Your job is to reproduce all of the data exactly.

[Stored data entries]
■ ■ ■ ■ ■

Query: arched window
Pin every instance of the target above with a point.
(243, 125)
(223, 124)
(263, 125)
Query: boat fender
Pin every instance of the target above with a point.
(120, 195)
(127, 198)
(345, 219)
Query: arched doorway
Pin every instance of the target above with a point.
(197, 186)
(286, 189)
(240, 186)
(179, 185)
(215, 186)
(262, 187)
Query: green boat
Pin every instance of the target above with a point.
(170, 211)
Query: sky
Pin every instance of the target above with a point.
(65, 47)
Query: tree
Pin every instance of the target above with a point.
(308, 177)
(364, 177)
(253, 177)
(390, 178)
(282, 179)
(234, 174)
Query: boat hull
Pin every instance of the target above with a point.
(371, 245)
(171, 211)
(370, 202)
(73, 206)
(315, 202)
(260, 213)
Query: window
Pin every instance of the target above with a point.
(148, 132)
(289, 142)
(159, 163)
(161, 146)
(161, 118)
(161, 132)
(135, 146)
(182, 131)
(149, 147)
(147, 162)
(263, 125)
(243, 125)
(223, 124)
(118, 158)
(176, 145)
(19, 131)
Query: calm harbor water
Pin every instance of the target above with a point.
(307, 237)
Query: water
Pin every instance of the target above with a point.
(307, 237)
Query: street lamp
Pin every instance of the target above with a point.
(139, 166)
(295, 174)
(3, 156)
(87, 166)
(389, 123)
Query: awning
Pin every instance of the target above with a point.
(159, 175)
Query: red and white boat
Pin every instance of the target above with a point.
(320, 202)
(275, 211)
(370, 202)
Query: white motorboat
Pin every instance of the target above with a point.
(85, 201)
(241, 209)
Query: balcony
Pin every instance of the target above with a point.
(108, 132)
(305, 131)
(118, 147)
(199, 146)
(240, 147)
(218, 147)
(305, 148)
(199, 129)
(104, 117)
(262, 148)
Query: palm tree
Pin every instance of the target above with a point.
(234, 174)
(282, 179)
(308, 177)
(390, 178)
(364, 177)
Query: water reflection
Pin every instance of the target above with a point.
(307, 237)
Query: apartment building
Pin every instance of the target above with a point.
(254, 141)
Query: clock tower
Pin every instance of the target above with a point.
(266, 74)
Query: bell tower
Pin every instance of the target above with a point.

■ ■ ■ ■ ■

:: WRITTEN RESPONSE ::
Query: arched window
Pin every instance of the target above with a point.
(243, 125)
(223, 124)
(263, 125)
Query: boat fender
Pin every instance of the target above with a point.
(120, 195)
(127, 198)
(345, 219)
Query: arched doorway
Pin every instance of the target above with a point.
(197, 186)
(286, 189)
(240, 186)
(179, 185)
(215, 186)
(262, 187)
Query: green boat
Pin every instance of the target above with a point.
(170, 211)
Query: sky
Pin every instance of the target above with a point.
(65, 47)
Query: tree
Pin every instance of the target above with a point.
(308, 177)
(364, 177)
(253, 177)
(390, 178)
(282, 179)
(234, 174)
Query: boat hull
Pin every instance of the target above with a point.
(371, 245)
(171, 211)
(370, 202)
(73, 206)
(315, 202)
(260, 213)
Query: window
Pin every instance of the target above with a point.
(148, 132)
(289, 142)
(159, 163)
(161, 146)
(161, 118)
(161, 132)
(135, 146)
(182, 131)
(149, 147)
(147, 162)
(263, 125)
(243, 125)
(223, 124)
(118, 158)
(176, 145)
(19, 131)
Query: calm harbor water
Pin every instance of the target above with a point.
(307, 237)
Query: water
Pin every instance of the target above with a point.
(307, 237)
Query: street lamp
Pin every instance of the target above with a point.
(139, 166)
(295, 174)
(3, 156)
(87, 166)
(389, 123)
Query: awning
Pin every instance of the target above with a point.
(159, 175)
Query: red and white boat
Pin every instance of the target above with a point.
(320, 202)
(275, 211)
(370, 202)
Query: white motorboat
Pin every instance of the target above with a point.
(85, 201)
(241, 209)
Query: balcony
Pin every instance of the target above with a point.
(108, 132)
(305, 131)
(118, 147)
(199, 146)
(240, 147)
(218, 147)
(305, 148)
(199, 129)
(104, 117)
(262, 148)
Query: palm tree
Pin every instance of the target above with a point.
(234, 174)
(282, 179)
(308, 177)
(390, 178)
(364, 177)
Query: water reflection
Pin every instance of the target above with a point.
(307, 237)
Query: apartment building
Pin every instance of the target above with a point.
(254, 141)
Query: clock tower
Pin every instance of the target above with a point.
(266, 74)
Query: bell tower
Pin every instance of the target above with a point.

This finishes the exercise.